● PROMPT A:
Answer each question from the Squamish accessibility article.
(i) What is the name of the Facebook group that Blais started?
(ii) Blais hopes to bring concerns to the District as a member of which committee?
(iii) Who is the mayor of Squamish?
● PROMPT B: From the Squamish accessibility article, quote word for word the stretch from "She is using" through "the accessibility committee.".

● EXTRACT PROVIDED:
■ ■ ■ ■ ■

The multiple illnesses she has been diagnosed with have left her movements restricted, and with few contacts in the area and not many outbound services in the community, she has often been left feeling isolated, lonely, and suffering from depression.

She has found a community online by starting a Facebook group called Tough Stuff Squamish Support Group, for those dealing with disabilities or any hard times who need support. She also sees the group as an opportunity for the community to trade services and fill the gaps where public and government services fall short.

"As I've been chronically ill, I've noticed we have these different resources of people in town with these awesome skills. If we connect them with the right people, we can support each other really well, even without any kind of government services and stuff like that," Blais said.

She is using the group to connect people with disabilities in Squamish, and from there, hopes to be able to bring their concerns to the District as a member of the accessibility committee.

"Just to have someone to advocate and be able to speak at these meetings when they're making the different budgets, or looking at where we need improvements in town. It's just something that you're aware of when you're disabled, or if you're around someone who is disabled."

Mayor on accessibility

Squamish Mayor Karen Elliott acknowledges that the visibility of people with disabilities is an issue in a town such as Squamish, which is so sports and adventure-focused.

"Squamish is about creating a community for everybody, and yes, we benefit immensely in terms of our lifestyle, and how we attract tourists to our community is through our outdoor adventures and the beautiful land that we live on," Elliott told the Chief.

■ ■ ■ ■ ■

● SOURCE DATA:
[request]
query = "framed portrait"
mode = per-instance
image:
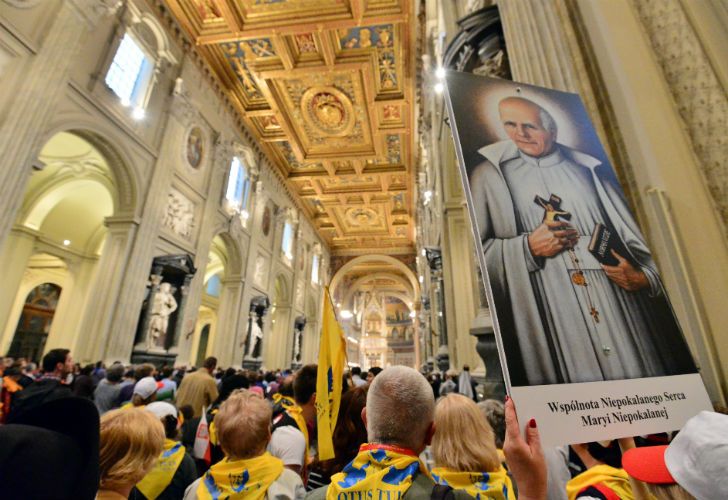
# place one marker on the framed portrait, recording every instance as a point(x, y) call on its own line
point(589, 343)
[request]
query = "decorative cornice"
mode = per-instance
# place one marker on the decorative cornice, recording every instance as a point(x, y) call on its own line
point(699, 96)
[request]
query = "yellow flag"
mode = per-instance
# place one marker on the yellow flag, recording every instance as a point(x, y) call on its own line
point(332, 359)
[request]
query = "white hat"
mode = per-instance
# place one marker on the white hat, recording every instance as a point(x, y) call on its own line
point(698, 456)
point(161, 409)
point(146, 387)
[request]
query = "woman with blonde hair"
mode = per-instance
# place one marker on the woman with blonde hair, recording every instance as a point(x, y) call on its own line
point(464, 451)
point(130, 442)
point(248, 471)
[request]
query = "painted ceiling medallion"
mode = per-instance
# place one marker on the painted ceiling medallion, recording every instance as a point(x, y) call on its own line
point(361, 216)
point(328, 110)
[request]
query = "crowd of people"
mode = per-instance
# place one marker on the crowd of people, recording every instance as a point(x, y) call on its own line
point(139, 432)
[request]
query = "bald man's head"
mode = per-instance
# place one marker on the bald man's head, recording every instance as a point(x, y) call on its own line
point(528, 125)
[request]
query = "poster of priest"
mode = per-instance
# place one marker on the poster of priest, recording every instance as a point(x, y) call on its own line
point(589, 344)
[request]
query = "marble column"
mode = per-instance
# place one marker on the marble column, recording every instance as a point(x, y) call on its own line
point(230, 315)
point(181, 314)
point(105, 290)
point(18, 249)
point(120, 340)
point(36, 97)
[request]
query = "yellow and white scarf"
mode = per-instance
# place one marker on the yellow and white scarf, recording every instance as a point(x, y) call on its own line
point(155, 482)
point(479, 485)
point(377, 469)
point(247, 479)
point(614, 479)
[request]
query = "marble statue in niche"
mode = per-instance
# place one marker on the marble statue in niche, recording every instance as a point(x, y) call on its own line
point(195, 149)
point(162, 308)
point(260, 271)
point(179, 215)
point(256, 336)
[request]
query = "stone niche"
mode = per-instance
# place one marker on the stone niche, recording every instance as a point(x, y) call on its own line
point(165, 300)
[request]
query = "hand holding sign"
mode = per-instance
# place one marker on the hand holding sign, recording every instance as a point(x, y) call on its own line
point(524, 456)
point(625, 275)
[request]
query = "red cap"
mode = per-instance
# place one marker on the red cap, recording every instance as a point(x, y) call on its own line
point(647, 464)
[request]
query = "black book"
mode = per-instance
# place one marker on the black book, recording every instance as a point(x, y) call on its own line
point(603, 241)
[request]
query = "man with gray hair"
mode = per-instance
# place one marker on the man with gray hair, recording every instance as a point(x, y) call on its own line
point(399, 418)
point(566, 314)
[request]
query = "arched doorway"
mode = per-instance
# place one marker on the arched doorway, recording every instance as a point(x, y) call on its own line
point(377, 296)
point(60, 230)
point(212, 291)
point(220, 302)
point(35, 322)
point(202, 345)
point(280, 340)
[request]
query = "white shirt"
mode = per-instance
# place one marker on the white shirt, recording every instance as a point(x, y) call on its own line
point(288, 444)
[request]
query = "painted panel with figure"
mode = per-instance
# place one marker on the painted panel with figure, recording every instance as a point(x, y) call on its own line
point(577, 296)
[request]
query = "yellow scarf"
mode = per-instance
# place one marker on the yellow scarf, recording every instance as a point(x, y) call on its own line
point(478, 485)
point(615, 479)
point(248, 478)
point(376, 469)
point(296, 413)
point(161, 475)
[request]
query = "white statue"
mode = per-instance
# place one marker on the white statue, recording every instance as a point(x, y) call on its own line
point(179, 216)
point(256, 335)
point(163, 306)
point(297, 346)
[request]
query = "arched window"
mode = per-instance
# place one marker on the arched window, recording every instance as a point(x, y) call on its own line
point(130, 74)
point(213, 286)
point(315, 265)
point(287, 241)
point(237, 194)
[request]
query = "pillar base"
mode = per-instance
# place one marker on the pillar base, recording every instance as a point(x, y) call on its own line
point(252, 364)
point(158, 359)
point(493, 387)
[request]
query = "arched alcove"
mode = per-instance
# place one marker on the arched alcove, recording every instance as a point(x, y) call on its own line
point(35, 322)
point(60, 232)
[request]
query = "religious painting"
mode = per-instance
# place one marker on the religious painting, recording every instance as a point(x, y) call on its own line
point(195, 147)
point(590, 345)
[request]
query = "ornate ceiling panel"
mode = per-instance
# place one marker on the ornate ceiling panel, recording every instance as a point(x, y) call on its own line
point(327, 87)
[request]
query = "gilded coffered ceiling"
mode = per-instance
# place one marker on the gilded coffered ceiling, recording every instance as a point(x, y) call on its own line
point(327, 86)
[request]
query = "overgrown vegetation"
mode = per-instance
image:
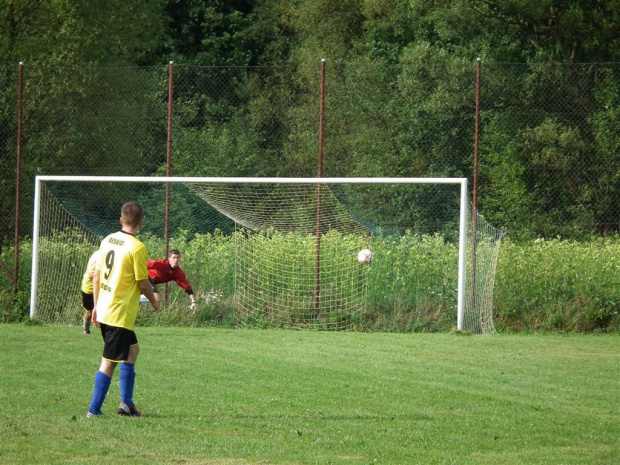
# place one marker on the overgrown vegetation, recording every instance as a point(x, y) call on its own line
point(555, 285)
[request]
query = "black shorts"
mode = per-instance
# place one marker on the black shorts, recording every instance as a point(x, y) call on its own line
point(88, 301)
point(154, 286)
point(116, 342)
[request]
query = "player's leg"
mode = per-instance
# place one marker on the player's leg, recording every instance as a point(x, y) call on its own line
point(127, 381)
point(88, 304)
point(112, 352)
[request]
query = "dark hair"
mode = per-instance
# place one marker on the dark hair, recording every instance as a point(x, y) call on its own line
point(132, 214)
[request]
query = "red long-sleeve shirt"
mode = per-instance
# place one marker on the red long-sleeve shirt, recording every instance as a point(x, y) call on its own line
point(161, 272)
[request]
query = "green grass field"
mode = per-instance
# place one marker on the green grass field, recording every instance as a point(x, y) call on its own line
point(219, 396)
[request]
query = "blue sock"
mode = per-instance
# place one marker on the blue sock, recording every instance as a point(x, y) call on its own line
point(102, 384)
point(127, 378)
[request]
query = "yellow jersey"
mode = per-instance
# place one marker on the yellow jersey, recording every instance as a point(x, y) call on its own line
point(121, 264)
point(87, 279)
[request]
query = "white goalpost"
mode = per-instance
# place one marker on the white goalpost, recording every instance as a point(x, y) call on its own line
point(295, 242)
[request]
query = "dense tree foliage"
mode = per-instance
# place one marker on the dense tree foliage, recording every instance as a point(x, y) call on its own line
point(400, 95)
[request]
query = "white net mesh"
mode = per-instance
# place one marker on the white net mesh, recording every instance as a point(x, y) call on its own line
point(283, 254)
point(287, 275)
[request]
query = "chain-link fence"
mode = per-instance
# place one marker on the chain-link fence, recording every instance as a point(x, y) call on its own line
point(549, 133)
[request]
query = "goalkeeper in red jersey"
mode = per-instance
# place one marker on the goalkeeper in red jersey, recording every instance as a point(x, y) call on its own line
point(163, 271)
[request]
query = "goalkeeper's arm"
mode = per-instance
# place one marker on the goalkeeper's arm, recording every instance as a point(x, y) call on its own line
point(192, 296)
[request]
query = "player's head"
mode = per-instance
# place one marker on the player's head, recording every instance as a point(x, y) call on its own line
point(174, 258)
point(131, 214)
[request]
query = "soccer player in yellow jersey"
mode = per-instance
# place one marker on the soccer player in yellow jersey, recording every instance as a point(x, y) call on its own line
point(87, 291)
point(120, 277)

■ ■ ■ ■ ■

● TASK OUTPUT A:
(i) Tough Stuff Squamish Support Group
(ii) The accessibility committee
(iii) Karen Elliott

● TASK OUTPUT B:
She is using the group to connect people with disabilities in Squamish, and from there, hopes to be able to bring their concerns to the District as a member of the accessibility committee.